Your answer should be every line with the word "diagonal", copied from the data below.
*** Opening of Exercise material ***
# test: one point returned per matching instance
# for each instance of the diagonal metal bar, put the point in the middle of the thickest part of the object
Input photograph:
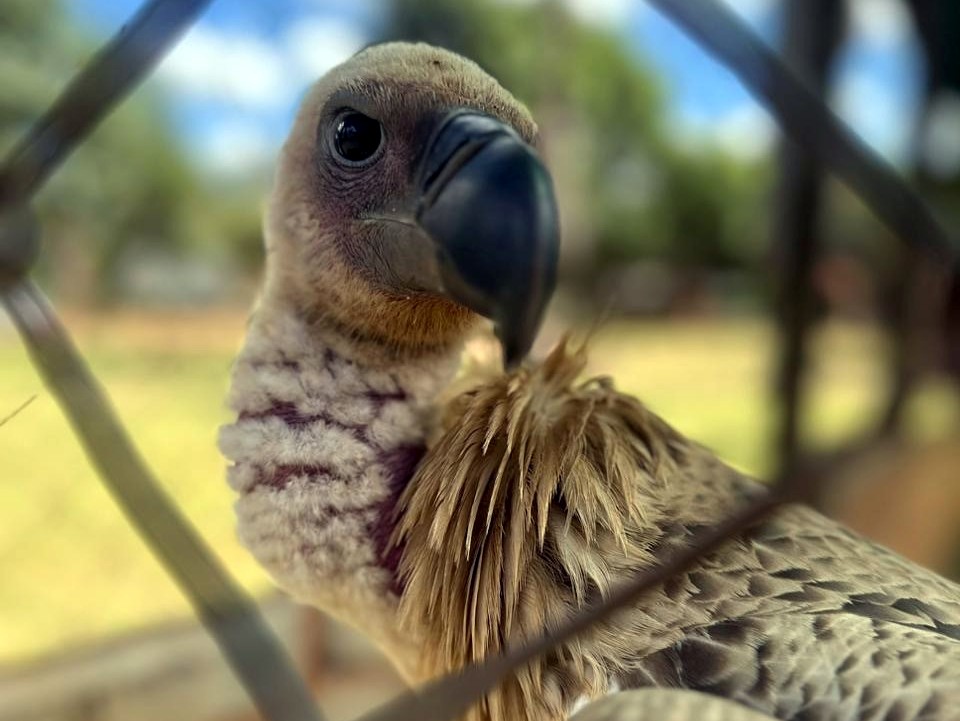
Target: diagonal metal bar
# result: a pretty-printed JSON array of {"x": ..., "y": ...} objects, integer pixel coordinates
[
  {"x": 106, "y": 79},
  {"x": 450, "y": 696},
  {"x": 228, "y": 613},
  {"x": 805, "y": 118}
]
*** Close of Exercise material ***
[Answer box]
# for each instance of the diagonal metal bar, put the point in the middle of the thickest part of the object
Target: diagonal metal bar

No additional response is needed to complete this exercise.